==== Provided data

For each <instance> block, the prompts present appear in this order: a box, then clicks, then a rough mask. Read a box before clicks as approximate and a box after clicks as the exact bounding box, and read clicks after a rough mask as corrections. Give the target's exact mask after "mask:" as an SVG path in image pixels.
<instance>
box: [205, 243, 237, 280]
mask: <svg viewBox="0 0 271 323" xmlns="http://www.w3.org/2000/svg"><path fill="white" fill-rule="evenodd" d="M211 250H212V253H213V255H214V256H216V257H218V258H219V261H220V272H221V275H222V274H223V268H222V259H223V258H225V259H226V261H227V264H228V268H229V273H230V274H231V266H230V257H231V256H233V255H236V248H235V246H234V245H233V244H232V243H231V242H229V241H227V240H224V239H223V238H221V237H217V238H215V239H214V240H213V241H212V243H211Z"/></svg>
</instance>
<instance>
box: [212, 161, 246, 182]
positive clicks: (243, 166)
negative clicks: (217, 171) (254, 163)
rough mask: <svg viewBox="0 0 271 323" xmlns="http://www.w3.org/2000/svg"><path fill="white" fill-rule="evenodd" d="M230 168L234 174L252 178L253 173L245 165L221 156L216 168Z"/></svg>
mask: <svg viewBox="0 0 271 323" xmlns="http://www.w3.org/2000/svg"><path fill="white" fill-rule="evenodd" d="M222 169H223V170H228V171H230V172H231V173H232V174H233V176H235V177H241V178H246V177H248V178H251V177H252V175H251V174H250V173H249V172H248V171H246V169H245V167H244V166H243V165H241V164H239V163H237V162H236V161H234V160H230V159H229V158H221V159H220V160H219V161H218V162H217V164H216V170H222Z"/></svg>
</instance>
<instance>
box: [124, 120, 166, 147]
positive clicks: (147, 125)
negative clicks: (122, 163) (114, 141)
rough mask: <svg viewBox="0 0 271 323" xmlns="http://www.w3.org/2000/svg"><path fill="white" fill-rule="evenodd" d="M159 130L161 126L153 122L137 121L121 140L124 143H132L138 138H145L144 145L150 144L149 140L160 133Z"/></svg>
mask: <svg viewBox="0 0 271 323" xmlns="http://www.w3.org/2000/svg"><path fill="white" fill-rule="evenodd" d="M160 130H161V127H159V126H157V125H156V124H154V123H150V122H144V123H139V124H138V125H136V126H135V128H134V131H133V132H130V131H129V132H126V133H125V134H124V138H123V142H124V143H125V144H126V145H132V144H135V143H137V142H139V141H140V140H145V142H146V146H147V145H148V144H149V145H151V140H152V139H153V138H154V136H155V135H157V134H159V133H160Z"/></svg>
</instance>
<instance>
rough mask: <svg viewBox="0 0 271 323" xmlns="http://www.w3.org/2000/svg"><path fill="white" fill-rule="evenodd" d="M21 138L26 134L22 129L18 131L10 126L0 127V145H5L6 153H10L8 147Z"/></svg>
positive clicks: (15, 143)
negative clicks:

========

§ What needs to be done: Starting at the first line of the rows and ending after the line that contains "box: [205, 243, 237, 280]", format those lines as a JSON list of strings with one string per line, omitting any blank lines.

§ Answer to the problem:
[
  "For each <instance> block, the prompts present appear in this order: a box, then clicks, then a rough mask. Read a box before clicks as approximate and a box after clicks as the exact bounding box, and read clicks after a rough mask as corrections. Give the target's exact mask after \"mask:\" as an SVG path in image pixels.",
  "<instance>",
  "box: [205, 243, 237, 280]"
]